[Opening TEXT PROVIDED section]
UNITED STATES DISTRICT COURT FOR THE EASTERN DISTRICT OF CALIFORNIA FRESNO DIVISION


September 29, 2011

BRYANT W. PLITT , PLAINTIFF,
v.
R. GONZALEZ, ET AL., DEFENDANTS.

The opinion of the court was delivered by: Honorable B. Lynn WinmillChief U. S. District Judge

MEMORANDUM DECISION AND ORDER FRESNO POLICE OFFICER

The Court has before it a Report and Recommendation filed by United States Magistrate Judge Larry M. Boyle. (Dkt. 40.) The United States Magistrate Judge recommends granting Defendants' Motion for Summary Judgment (Dkt. 23) based on the record presented. Plaintiff has filed an objection (Dkt. 42), which the Court now addresses.

REVIEW OF REPORT AND RECOMMENDATIONS

1. Request for Counsel

Plaintiff first argues that he is at a disadvantage because he does not understand the standard of law or the legal analysis used by the Court in this case. Judge Boyle denied Plaintiff's request for appointment of counsel. (Dkt. 41.)

After reviewing the record, the Court finds that Plaintiff has adequately articulated and provided appropriate documentary support for his claims. While appointing counsel may help Plaintiff understand why summary judgment is being granted, counsel would not be able to make substantially different or better arguments than Plaintiff has made, given the undisputed facts in the record. The Court also finds that Plaintiff's claims are not particularly complex nor do they appear to have merit. Accordingly, Magistrate Judge Boyle did not err in declining to appoint counsel for Plaintiff.

2. Background

Plaintiff seeks to have certain information in his arrest history and prison file corrected and removed. Defendant argues that Plaintiff's records have been corrected, but it is impossible to remove the information with which Plaintiff disagrees because the information is historical in nature. Plaintiff and Defendants rely on the same court and prison records filed by the parties in support of their arguments, and there is no dispute as to how the files have been "corrected" to date--Plaintiff's argument is that the corrections are inadequate.
[Closing TEXT PROVIDED section]
[Opening ENTRIES SUPPLIED section]
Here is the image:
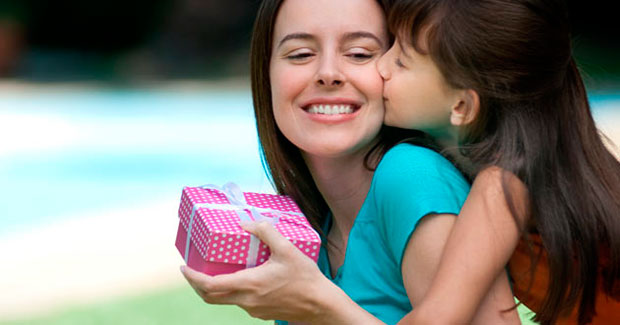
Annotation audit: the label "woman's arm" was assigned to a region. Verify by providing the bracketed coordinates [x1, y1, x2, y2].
[401, 168, 527, 324]
[181, 222, 383, 324]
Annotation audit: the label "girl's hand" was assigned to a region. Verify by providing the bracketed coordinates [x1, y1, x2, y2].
[181, 222, 350, 323]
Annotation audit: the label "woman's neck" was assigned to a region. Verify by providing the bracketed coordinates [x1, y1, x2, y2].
[304, 152, 374, 242]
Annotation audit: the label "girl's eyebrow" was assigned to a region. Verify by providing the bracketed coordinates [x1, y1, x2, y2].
[278, 33, 315, 48]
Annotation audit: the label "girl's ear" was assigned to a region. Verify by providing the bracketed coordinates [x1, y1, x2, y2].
[450, 89, 480, 126]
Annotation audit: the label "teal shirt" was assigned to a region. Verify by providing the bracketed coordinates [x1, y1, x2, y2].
[276, 144, 536, 324]
[277, 144, 469, 324]
[318, 144, 469, 324]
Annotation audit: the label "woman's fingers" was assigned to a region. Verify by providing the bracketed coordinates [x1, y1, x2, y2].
[241, 221, 293, 254]
[181, 265, 260, 293]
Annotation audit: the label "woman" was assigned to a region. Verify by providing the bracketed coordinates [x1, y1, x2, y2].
[183, 0, 519, 323]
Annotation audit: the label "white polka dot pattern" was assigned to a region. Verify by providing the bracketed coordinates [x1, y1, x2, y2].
[174, 187, 321, 265]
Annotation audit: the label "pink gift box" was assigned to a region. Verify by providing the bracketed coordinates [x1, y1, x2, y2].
[176, 187, 321, 275]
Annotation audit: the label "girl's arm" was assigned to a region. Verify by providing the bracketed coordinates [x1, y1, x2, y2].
[401, 168, 528, 324]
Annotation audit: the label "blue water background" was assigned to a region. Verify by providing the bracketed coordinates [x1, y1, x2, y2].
[0, 89, 620, 237]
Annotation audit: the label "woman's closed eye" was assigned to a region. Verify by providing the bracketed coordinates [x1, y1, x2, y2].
[345, 50, 375, 62]
[285, 51, 315, 62]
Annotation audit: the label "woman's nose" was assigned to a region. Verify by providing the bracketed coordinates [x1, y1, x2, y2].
[316, 56, 345, 87]
[377, 51, 390, 80]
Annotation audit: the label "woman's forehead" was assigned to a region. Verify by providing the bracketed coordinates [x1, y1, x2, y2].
[274, 0, 386, 44]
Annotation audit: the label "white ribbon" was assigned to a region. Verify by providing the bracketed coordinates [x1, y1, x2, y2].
[185, 182, 310, 268]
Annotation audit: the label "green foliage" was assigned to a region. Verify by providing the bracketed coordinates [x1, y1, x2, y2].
[0, 285, 273, 325]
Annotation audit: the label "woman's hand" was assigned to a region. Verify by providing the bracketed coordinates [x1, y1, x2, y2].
[181, 222, 369, 323]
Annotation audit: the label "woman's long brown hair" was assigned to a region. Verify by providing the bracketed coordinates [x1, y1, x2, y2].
[250, 0, 437, 232]
[388, 0, 620, 324]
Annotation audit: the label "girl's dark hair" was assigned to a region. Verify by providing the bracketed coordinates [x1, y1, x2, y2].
[250, 0, 435, 231]
[388, 0, 620, 324]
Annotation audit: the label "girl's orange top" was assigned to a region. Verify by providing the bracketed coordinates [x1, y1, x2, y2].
[509, 234, 620, 325]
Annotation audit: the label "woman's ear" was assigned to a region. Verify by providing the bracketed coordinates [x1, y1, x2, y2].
[450, 89, 480, 126]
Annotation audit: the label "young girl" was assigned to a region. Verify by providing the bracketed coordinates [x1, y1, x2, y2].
[378, 0, 620, 324]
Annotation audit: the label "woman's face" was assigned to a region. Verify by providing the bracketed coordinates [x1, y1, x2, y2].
[269, 0, 388, 157]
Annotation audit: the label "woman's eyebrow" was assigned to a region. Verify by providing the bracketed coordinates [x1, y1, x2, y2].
[278, 33, 314, 48]
[342, 31, 383, 47]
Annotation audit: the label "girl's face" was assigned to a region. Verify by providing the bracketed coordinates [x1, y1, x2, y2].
[269, 0, 388, 157]
[377, 38, 458, 131]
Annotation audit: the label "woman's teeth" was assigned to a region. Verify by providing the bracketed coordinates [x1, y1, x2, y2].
[308, 105, 353, 115]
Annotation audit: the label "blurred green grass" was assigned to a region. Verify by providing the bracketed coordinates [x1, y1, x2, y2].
[0, 285, 273, 325]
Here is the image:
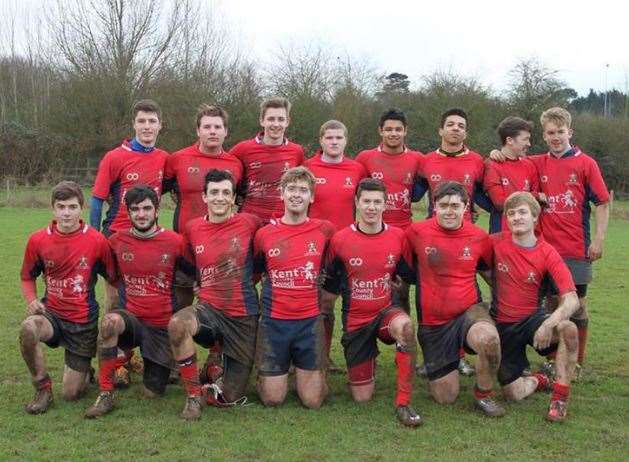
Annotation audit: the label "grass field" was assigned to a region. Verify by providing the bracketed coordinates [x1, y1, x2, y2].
[0, 204, 629, 461]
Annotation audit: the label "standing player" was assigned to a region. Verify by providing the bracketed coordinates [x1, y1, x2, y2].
[164, 104, 242, 307]
[20, 181, 114, 414]
[85, 185, 190, 418]
[492, 192, 579, 421]
[304, 120, 366, 371]
[414, 108, 491, 376]
[168, 169, 261, 420]
[230, 98, 304, 223]
[483, 117, 539, 233]
[90, 99, 168, 387]
[323, 178, 422, 427]
[406, 181, 505, 417]
[492, 107, 609, 376]
[254, 167, 334, 409]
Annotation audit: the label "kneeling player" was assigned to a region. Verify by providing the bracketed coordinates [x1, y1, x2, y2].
[20, 181, 114, 414]
[254, 167, 334, 409]
[168, 169, 262, 420]
[323, 178, 422, 427]
[406, 181, 505, 417]
[492, 192, 579, 421]
[85, 185, 190, 418]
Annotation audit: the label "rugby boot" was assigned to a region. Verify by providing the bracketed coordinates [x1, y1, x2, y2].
[114, 366, 131, 389]
[546, 399, 568, 422]
[85, 391, 114, 419]
[458, 358, 476, 377]
[474, 397, 506, 417]
[181, 396, 202, 420]
[395, 406, 424, 427]
[24, 388, 52, 414]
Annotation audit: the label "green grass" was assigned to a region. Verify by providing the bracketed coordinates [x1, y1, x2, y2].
[0, 207, 629, 461]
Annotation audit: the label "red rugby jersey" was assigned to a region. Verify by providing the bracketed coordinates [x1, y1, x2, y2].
[109, 228, 185, 328]
[529, 147, 609, 260]
[483, 157, 539, 233]
[254, 218, 334, 319]
[92, 141, 168, 236]
[405, 218, 492, 326]
[184, 213, 262, 317]
[491, 232, 576, 323]
[229, 134, 304, 223]
[325, 224, 406, 332]
[418, 148, 485, 221]
[356, 146, 424, 229]
[304, 155, 367, 230]
[20, 221, 115, 324]
[164, 144, 242, 233]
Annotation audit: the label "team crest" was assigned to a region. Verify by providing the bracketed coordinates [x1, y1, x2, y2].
[304, 241, 319, 255]
[77, 256, 87, 269]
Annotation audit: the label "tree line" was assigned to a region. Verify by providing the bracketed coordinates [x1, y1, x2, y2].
[0, 0, 629, 193]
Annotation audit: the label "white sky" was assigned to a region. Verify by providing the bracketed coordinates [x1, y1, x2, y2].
[0, 0, 629, 95]
[226, 0, 629, 95]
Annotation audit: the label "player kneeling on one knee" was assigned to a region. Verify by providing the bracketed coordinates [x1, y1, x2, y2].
[322, 178, 422, 427]
[492, 192, 579, 421]
[85, 186, 191, 418]
[406, 182, 505, 417]
[20, 181, 115, 414]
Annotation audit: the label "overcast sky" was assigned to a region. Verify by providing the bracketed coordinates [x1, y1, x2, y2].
[226, 0, 629, 94]
[0, 0, 629, 95]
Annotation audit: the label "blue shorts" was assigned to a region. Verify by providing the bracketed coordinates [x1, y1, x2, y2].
[256, 315, 325, 376]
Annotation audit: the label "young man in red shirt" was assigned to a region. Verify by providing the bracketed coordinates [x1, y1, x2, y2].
[492, 192, 579, 421]
[483, 117, 539, 234]
[230, 98, 304, 223]
[168, 169, 262, 420]
[254, 167, 334, 409]
[20, 181, 115, 414]
[491, 107, 610, 377]
[304, 120, 367, 371]
[164, 104, 243, 308]
[405, 181, 505, 417]
[85, 185, 190, 418]
[323, 178, 422, 427]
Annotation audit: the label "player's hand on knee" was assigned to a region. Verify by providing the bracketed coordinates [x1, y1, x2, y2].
[533, 322, 553, 350]
[26, 299, 46, 316]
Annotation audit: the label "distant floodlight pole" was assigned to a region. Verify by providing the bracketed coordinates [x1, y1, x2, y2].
[603, 64, 609, 118]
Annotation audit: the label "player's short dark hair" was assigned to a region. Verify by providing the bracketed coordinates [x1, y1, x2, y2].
[50, 180, 85, 207]
[497, 116, 533, 146]
[439, 107, 468, 128]
[124, 184, 159, 209]
[434, 181, 470, 204]
[197, 104, 229, 128]
[203, 168, 236, 194]
[356, 178, 387, 200]
[260, 96, 291, 119]
[131, 99, 162, 120]
[378, 107, 407, 128]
[Closing ENTRIES SUPPLIED section]
### [REQUIRED TASKS]
a – From the memorandum decision, extract the passage that opens with the words containing "2. Background" and closes with "corrections are inadequate.".
b – List every docket number cited in the memorandum decision.

### [ANSWERS FOR EACH ITEM]
a –
2. Background

Plaintiff seeks to have certain information in his arrest history and prison file corrected and removed. Defendant argues that Plaintiff's records have been corrected, but it is impossible to remove the information with which Plaintiff disagrees because the information is historical in nature. Plaintiff and Defendants rely on the same court and prison records filed by the parties in support of their arguments, and there is no dispute as to how the files have been "corrected" to date--Plaintiff's argument is that the corrections are inadequate.

b –
Dkt. 40
Dkt. 23
Dkt. 42
Dkt. 41